Write out all of the entries that follow, word for word, but skip the pictures.

-------- Information provided --------

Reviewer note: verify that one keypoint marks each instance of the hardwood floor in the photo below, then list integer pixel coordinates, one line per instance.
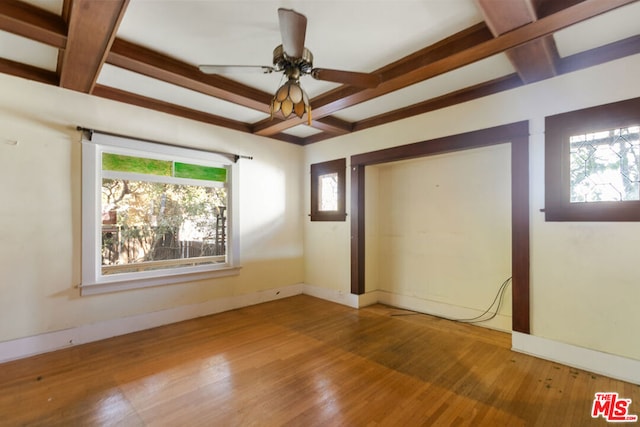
(302, 361)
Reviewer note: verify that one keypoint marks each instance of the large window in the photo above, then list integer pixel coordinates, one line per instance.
(154, 214)
(593, 164)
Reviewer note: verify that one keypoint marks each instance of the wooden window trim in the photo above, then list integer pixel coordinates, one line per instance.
(318, 169)
(558, 129)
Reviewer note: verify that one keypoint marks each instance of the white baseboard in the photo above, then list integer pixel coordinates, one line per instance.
(447, 311)
(44, 343)
(578, 357)
(333, 295)
(590, 360)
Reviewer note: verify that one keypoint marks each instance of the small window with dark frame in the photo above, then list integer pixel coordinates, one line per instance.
(328, 190)
(592, 164)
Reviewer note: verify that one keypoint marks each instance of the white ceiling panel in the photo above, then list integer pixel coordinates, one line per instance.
(350, 35)
(152, 88)
(478, 72)
(302, 131)
(20, 49)
(599, 31)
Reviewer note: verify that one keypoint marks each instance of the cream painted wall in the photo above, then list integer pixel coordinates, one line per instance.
(585, 284)
(443, 226)
(40, 164)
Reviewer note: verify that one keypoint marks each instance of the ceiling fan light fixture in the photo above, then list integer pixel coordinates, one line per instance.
(289, 99)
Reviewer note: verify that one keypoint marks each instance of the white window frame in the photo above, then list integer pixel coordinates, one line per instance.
(93, 281)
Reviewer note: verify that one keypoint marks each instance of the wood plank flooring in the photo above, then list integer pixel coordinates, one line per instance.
(302, 361)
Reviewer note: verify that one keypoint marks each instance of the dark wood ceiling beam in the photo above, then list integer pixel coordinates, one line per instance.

--------

=== Expected output ===
Reviewer note: verify that one keypoint marks each instance of the hardwood floor in the photo below, then list integer pixel coordinates, one line per instance.
(302, 361)
Reviewer note: verify that one keypoint marks each instance of the large window in the photo above, then list integer pixel coordinates, one line per instance.
(154, 214)
(593, 164)
Reviewer note: verify that one keypoint marks each instance of the wooden window trim in the photo above, then list integer pixel coordinates, one line per instance.
(318, 169)
(558, 129)
Reviewer note: verify that one keypoint marks each instance of the white baseboard in the photo above, then list integer pixel coordinates, one line per instance.
(447, 311)
(44, 343)
(578, 357)
(333, 295)
(590, 360)
Reviewer note: verify that one keypoint marks each instance of the small window with dark frame in the photo above, then list integer pixel coordinates, one line per instance.
(328, 190)
(592, 164)
Reviewer note: verify that one keypoint marks each instance of the white ceiling panel in the photo above, then list integer pixel coordinates, one line per instance.
(350, 35)
(152, 88)
(478, 72)
(302, 131)
(20, 49)
(599, 31)
Reviewer note: verify that one keypoint marks each instance of the cream painted wall in the photo above, then list integer pixel coordinates, one line per instance.
(585, 284)
(443, 226)
(40, 164)
Reviewer note: verify that one keypoint marks each instance of the ceiling fan light fixture in the photo above, then list integer pixel coordinates, one line per instance.
(289, 99)
Reviewer note: verify that one keypoint marks each instance of the white window frame in the photo above, then list integer pixel coordinates, one line per instance.
(93, 281)
Reviewer note: verify that one keypoint marks each instance of the wood plank flooring in the photo above, then list integer pixel coordinates, one line per instance.
(302, 361)
Reviewer note: verify that one keypoint marks each instance of the dark wood ceiling beam in the photo above, then list integer pixel coordinates, one line per instance.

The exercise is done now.